● WHAT NEEDS TO BE DONE
Could you copy the passage on Mussolini's family word for word, from "Following Edda’s falling" to "which she reluctantly abandoned [xi]."?

● SOURCE PASSAGE
______
Home from hospital Mussolini spent his time building up a new party with new political beliefs – Fascism was officially founded on 19th March 1919. Bruno was born in April 1918. Mussolini was often away from home generating support for his new party, but he was able to find the time to learn to fly a plane, starting lessons in July 1920. By 30th October 1922 Mussolini had been made Italy’s prime minister, following the March on Rome on the 22nd[ix]. He became Dictator of Italy in January 1925[x].
At some time between 1922-3 the Mussolini family moved to the Villa Carpena in Milan, while Mussolini worked & carried on womanizing in Rome, now even more the absent father. Ida Dalser was not Mussolini’s only lover throughout his tempestuous marriage to Rachele; there was also Margareta Sarfati, art critic on Avanti! She was to remain important in Mussolini’s life until the war. Not to mention an ever changing parade of women passing up the back stairs to the Prime Minister’s office. And in 1923 Rachele apparently returned the compliment by taking a lover of her own from Forli. Edda was later to follow her parents’ example.
Following Edda’s falling in love with the Forli stationmaster during the summer, she was sent away to school near Florence in October 1925 at the Santissima Annunziata College in Poggio Imperiale, where she was bullied. Mussolini wrote to the school in November with the pious hope that she would be treated the same as the other girls, many of whom were from aristocratic backgrounds. Edda, in letters to friends back in Milan, made impractical escape plans, which she reluctantly abandoned [xi].
______
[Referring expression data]
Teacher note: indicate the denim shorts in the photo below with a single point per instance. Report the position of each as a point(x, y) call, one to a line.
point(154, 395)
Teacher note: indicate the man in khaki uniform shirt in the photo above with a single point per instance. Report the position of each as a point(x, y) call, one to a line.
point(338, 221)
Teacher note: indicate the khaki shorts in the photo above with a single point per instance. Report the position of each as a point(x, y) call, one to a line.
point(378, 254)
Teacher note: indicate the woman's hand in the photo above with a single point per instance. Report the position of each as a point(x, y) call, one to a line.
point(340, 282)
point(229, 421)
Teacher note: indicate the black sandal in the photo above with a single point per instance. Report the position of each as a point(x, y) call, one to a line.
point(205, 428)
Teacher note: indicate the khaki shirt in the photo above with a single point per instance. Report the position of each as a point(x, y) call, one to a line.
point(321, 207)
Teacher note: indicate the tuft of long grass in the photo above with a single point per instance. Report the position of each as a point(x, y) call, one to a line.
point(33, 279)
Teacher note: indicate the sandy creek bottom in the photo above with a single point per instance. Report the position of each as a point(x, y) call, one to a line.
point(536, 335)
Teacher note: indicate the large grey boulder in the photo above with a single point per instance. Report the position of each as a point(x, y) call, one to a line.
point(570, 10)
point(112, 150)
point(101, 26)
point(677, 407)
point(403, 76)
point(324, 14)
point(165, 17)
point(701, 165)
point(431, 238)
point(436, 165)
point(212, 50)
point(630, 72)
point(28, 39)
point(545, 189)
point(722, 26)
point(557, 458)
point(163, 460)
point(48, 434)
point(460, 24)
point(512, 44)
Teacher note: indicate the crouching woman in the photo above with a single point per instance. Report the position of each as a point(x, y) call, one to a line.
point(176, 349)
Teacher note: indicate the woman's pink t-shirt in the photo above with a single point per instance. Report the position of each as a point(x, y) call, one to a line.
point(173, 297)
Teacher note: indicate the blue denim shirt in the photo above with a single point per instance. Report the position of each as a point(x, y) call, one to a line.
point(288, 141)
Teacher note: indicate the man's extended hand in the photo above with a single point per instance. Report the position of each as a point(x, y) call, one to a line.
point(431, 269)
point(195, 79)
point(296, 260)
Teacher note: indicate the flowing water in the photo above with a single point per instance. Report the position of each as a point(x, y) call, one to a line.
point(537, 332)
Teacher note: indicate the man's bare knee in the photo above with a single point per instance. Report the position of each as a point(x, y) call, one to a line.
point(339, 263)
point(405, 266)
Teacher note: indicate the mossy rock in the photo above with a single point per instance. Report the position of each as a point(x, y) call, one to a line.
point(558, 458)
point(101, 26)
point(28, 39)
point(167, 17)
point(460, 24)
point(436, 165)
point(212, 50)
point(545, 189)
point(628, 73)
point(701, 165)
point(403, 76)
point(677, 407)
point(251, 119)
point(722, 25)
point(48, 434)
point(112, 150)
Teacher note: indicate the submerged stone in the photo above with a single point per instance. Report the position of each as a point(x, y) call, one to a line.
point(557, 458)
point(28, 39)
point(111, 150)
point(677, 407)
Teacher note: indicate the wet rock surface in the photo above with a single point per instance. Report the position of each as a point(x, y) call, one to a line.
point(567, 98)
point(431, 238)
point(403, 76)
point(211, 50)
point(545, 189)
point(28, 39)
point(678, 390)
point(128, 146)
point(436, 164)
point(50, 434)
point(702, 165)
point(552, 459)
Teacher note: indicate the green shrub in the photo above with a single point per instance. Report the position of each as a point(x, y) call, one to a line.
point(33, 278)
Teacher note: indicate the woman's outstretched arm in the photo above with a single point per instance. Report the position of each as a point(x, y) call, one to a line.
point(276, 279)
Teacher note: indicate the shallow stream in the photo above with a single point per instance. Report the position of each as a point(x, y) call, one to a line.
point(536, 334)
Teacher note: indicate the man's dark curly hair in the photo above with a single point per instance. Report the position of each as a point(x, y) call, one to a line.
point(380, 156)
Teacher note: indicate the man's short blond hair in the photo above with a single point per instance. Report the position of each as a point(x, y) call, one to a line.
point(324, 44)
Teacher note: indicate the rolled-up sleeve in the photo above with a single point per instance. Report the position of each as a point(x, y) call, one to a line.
______
● THE ANSWER
Following Edda’s falling in love with the Forli stationmaster during the summer, she was sent away to school near Florence in October 1925 at the Santissima Annunziata College in Poggio Imperiale, where she was bullied. Mussolini wrote to the school in November with the pious hope that she would be treated the same as the other girls, many of whom were from aristocratic backgrounds. Edda, in letters to friends back in Milan, made impractical escape plans, which she reluctantly abandoned [xi].